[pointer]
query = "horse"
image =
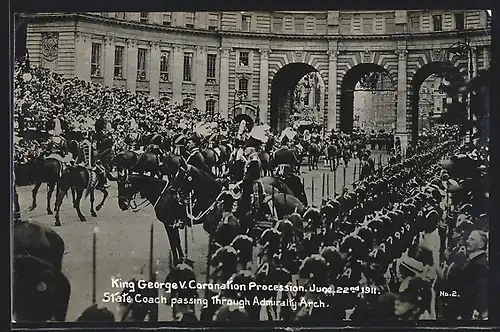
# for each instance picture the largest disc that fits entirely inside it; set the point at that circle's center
(211, 159)
(332, 155)
(265, 160)
(82, 182)
(169, 200)
(48, 171)
(314, 152)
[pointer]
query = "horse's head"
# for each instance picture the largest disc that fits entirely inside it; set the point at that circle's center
(252, 169)
(126, 192)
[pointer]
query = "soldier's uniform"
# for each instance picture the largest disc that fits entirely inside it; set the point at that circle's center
(195, 158)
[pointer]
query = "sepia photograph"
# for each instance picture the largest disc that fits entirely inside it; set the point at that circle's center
(251, 166)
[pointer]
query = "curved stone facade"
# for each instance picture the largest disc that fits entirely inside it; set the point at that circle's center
(247, 50)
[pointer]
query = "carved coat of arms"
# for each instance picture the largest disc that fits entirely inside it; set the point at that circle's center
(50, 44)
(299, 56)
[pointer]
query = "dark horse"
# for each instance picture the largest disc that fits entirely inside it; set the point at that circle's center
(47, 171)
(332, 155)
(170, 200)
(314, 153)
(80, 180)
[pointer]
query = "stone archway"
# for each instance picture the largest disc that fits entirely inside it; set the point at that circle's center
(348, 87)
(282, 88)
(440, 68)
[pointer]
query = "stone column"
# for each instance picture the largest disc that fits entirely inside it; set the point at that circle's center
(332, 90)
(224, 82)
(154, 74)
(474, 61)
(200, 75)
(109, 61)
(131, 65)
(401, 131)
(486, 58)
(264, 85)
(83, 53)
(178, 67)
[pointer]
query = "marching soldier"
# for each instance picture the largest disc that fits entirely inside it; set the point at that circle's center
(195, 158)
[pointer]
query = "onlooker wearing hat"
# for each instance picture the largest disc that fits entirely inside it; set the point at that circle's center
(471, 279)
(414, 302)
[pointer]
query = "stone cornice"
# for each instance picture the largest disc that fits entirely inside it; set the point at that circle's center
(156, 27)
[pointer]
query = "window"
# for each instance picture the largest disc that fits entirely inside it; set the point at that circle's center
(95, 67)
(119, 51)
(144, 17)
(367, 25)
(243, 87)
(190, 20)
(437, 22)
(210, 106)
(299, 24)
(244, 59)
(164, 57)
(459, 21)
(188, 62)
(213, 22)
(188, 103)
(211, 63)
(167, 18)
(278, 24)
(246, 21)
(141, 64)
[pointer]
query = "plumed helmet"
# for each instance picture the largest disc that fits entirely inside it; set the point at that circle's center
(353, 246)
(366, 235)
(333, 260)
(243, 244)
(297, 222)
(195, 138)
(224, 258)
(270, 240)
(285, 227)
(312, 217)
(313, 268)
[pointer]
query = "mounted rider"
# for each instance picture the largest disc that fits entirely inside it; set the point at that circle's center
(87, 149)
(194, 156)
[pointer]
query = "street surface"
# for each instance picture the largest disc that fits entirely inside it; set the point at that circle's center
(123, 238)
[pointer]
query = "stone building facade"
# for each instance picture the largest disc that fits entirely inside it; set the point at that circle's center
(227, 61)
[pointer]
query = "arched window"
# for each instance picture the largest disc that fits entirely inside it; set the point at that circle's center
(210, 106)
(243, 87)
(187, 103)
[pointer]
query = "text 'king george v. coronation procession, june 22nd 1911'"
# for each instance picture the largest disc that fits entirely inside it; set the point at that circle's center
(257, 206)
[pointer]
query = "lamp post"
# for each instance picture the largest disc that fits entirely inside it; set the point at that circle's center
(464, 48)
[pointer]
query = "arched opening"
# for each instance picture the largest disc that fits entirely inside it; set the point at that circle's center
(428, 104)
(368, 99)
(291, 87)
(238, 118)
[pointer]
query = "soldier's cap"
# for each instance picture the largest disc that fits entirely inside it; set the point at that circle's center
(179, 140)
(39, 289)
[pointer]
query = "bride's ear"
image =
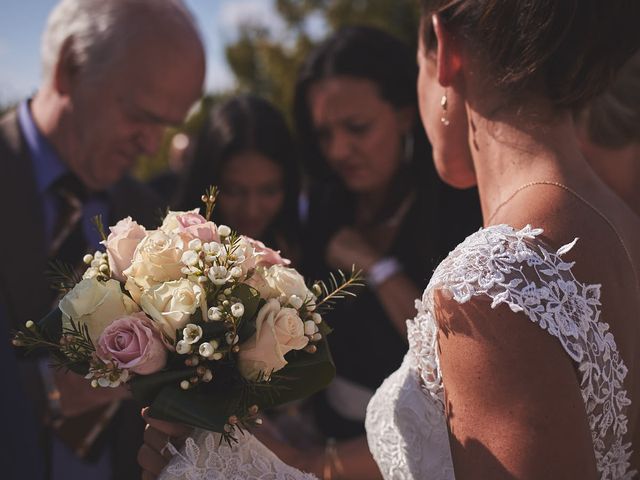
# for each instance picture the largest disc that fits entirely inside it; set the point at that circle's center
(448, 55)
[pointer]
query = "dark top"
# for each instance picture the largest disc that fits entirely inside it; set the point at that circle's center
(366, 347)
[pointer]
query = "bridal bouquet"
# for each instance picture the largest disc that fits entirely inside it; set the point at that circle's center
(206, 326)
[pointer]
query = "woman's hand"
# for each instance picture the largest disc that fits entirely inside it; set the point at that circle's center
(77, 396)
(347, 248)
(154, 455)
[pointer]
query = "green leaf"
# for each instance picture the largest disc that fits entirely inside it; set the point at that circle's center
(145, 388)
(304, 375)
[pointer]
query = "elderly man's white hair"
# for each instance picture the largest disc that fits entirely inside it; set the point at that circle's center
(99, 29)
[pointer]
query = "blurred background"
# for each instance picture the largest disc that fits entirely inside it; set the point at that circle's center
(252, 46)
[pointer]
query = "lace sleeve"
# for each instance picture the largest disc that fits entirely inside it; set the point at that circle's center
(514, 268)
(204, 457)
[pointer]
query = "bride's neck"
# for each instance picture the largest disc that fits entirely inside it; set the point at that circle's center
(513, 148)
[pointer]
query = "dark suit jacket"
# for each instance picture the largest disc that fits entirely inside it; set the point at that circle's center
(25, 293)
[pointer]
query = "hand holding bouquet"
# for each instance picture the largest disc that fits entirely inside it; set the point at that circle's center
(206, 326)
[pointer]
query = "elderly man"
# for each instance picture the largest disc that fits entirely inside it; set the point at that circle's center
(116, 73)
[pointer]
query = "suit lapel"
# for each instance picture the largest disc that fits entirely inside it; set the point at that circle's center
(23, 258)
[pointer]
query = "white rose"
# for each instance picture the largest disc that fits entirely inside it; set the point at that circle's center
(121, 245)
(156, 260)
(288, 282)
(171, 304)
(96, 305)
(278, 331)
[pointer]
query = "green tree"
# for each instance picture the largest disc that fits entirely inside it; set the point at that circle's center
(266, 64)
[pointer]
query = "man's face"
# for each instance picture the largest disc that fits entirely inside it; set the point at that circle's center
(123, 112)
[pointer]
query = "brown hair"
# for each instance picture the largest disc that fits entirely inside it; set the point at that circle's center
(565, 49)
(613, 119)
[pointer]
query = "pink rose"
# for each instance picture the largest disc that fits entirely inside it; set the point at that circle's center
(190, 225)
(133, 342)
(196, 226)
(121, 245)
(266, 256)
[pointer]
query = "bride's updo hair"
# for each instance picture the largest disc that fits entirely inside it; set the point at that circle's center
(612, 120)
(567, 50)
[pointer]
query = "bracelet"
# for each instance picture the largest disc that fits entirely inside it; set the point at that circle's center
(332, 462)
(382, 270)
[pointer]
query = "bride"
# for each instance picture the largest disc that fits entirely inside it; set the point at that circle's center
(524, 358)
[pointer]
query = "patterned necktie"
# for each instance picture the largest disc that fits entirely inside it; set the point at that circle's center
(68, 242)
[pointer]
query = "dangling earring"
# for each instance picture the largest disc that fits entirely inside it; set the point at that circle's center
(444, 103)
(408, 142)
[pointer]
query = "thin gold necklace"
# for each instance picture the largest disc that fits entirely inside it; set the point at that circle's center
(583, 200)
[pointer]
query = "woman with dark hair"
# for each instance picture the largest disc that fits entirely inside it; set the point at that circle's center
(376, 203)
(524, 358)
(609, 131)
(245, 148)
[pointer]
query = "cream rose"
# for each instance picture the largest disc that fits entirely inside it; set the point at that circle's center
(96, 305)
(170, 223)
(121, 245)
(156, 260)
(278, 331)
(265, 255)
(259, 281)
(171, 304)
(288, 282)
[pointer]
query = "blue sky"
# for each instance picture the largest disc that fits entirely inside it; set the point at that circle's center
(22, 21)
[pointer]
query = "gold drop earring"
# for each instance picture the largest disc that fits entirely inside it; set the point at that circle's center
(444, 103)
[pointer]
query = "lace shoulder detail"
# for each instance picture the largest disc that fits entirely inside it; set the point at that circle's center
(514, 268)
(204, 457)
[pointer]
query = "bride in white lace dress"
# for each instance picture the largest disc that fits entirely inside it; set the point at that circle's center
(524, 358)
(525, 354)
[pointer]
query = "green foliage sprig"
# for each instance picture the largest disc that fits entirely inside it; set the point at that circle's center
(62, 276)
(338, 287)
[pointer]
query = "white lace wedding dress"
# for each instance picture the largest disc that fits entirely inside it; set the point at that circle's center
(406, 426)
(204, 457)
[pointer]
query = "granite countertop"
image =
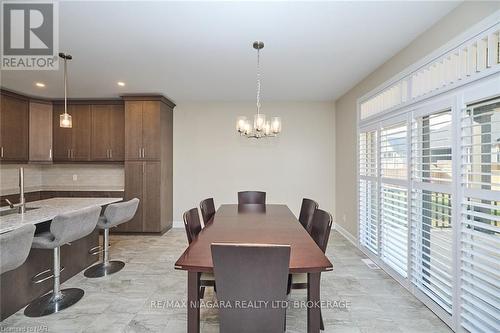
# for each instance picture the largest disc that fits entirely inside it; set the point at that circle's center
(48, 209)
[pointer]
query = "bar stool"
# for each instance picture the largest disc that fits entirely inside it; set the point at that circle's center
(114, 215)
(64, 228)
(15, 246)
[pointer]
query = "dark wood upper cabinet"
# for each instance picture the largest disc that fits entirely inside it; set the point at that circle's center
(72, 144)
(151, 130)
(14, 128)
(40, 132)
(108, 133)
(62, 138)
(142, 119)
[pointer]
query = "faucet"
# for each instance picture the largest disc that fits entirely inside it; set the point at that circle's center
(22, 199)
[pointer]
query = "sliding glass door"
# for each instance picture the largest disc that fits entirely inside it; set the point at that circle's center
(429, 203)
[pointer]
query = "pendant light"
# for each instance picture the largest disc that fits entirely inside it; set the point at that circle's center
(261, 128)
(65, 118)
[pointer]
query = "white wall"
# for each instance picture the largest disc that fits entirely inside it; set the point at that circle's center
(211, 160)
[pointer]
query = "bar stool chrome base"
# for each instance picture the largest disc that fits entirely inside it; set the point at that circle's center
(104, 269)
(49, 304)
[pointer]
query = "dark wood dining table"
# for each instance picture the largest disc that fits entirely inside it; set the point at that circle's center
(261, 224)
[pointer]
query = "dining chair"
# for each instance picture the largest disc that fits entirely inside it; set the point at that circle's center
(193, 227)
(307, 212)
(207, 208)
(321, 226)
(251, 197)
(255, 274)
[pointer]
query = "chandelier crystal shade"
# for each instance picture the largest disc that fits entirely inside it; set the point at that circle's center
(65, 118)
(261, 127)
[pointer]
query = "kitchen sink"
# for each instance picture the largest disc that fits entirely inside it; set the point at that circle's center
(15, 210)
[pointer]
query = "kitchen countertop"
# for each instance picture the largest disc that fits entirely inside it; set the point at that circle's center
(48, 209)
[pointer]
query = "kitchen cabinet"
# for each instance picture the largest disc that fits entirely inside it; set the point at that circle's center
(108, 133)
(142, 125)
(14, 128)
(148, 162)
(72, 144)
(40, 131)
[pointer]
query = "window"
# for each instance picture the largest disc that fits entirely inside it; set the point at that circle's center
(480, 229)
(429, 180)
(393, 153)
(394, 227)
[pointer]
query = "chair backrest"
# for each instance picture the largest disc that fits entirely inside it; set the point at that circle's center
(255, 273)
(121, 212)
(307, 212)
(251, 197)
(207, 208)
(71, 226)
(192, 224)
(15, 246)
(320, 228)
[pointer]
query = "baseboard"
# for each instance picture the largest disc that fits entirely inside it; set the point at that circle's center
(177, 224)
(346, 234)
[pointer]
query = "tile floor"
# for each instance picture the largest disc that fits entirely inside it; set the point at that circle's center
(137, 298)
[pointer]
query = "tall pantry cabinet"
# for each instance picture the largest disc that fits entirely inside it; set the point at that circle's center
(148, 162)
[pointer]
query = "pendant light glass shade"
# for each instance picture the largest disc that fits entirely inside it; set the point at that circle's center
(276, 125)
(65, 120)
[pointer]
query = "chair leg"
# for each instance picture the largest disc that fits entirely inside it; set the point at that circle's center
(289, 284)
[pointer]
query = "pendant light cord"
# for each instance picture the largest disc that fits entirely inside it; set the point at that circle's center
(65, 86)
(258, 81)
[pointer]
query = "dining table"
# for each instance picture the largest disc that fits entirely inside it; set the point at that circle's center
(254, 224)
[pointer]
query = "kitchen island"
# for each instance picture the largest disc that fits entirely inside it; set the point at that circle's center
(17, 286)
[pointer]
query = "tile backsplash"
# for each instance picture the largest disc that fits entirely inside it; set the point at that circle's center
(62, 177)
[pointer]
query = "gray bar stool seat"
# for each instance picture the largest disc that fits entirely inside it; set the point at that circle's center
(64, 229)
(15, 246)
(114, 215)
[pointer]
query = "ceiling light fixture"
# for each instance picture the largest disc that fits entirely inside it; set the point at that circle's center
(261, 128)
(65, 118)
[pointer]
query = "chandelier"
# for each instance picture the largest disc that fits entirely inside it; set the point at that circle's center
(261, 127)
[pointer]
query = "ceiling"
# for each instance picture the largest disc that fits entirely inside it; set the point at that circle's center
(201, 51)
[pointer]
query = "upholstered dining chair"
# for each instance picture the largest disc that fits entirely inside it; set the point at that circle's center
(307, 212)
(207, 208)
(251, 197)
(251, 273)
(193, 227)
(321, 225)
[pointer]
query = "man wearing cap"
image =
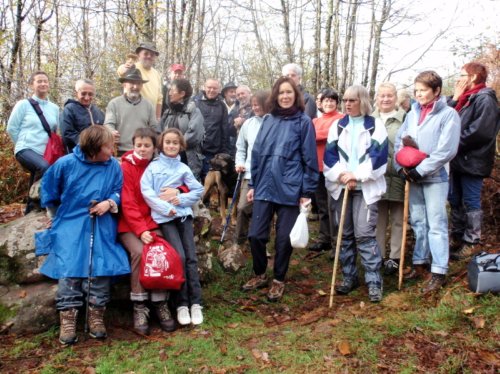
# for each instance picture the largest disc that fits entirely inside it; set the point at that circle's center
(151, 91)
(176, 71)
(229, 94)
(241, 111)
(215, 121)
(130, 111)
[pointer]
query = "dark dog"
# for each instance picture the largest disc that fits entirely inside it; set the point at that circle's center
(221, 177)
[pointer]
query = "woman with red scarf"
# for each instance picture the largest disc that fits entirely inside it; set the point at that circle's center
(478, 109)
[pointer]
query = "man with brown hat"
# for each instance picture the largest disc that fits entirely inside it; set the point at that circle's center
(147, 55)
(128, 112)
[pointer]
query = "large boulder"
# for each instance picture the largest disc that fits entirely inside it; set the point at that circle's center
(18, 263)
(28, 308)
(232, 258)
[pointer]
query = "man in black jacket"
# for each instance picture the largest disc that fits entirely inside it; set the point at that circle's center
(478, 109)
(214, 113)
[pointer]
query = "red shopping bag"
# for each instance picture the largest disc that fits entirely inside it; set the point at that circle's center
(161, 266)
(55, 148)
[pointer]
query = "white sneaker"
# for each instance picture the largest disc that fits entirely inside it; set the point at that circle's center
(196, 314)
(183, 315)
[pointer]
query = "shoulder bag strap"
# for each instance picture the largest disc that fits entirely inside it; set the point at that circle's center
(39, 111)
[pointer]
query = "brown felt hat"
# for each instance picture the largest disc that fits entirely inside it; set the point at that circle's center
(132, 75)
(148, 46)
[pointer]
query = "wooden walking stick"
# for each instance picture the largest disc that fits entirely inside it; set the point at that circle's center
(339, 242)
(403, 239)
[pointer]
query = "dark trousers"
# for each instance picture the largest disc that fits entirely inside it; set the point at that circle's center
(71, 292)
(179, 233)
(260, 228)
(33, 162)
(327, 224)
(206, 165)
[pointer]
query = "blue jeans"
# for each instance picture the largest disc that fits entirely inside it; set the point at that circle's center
(429, 221)
(32, 161)
(206, 165)
(179, 233)
(262, 219)
(70, 292)
(359, 237)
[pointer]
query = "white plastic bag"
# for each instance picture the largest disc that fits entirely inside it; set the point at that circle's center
(299, 236)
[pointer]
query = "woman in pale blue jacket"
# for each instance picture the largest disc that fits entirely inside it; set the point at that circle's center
(244, 145)
(435, 128)
(26, 130)
(175, 216)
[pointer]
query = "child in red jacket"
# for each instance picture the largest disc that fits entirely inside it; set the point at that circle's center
(135, 227)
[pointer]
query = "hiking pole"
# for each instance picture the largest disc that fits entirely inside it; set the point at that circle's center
(235, 196)
(339, 241)
(403, 239)
(91, 252)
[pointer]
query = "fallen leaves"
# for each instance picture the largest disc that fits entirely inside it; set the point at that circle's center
(344, 348)
(312, 316)
(260, 355)
(468, 311)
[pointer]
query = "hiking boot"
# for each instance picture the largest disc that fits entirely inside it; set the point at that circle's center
(375, 293)
(276, 291)
(96, 322)
(259, 281)
(455, 244)
(417, 272)
(196, 314)
(347, 285)
(319, 247)
(391, 266)
(434, 284)
(167, 323)
(67, 332)
(467, 250)
(141, 316)
(331, 254)
(183, 315)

* GOAL OF THE EXERCISE
Find each line in the records that includes the word "light". Report the total and nothing more.

* RESPONSE
4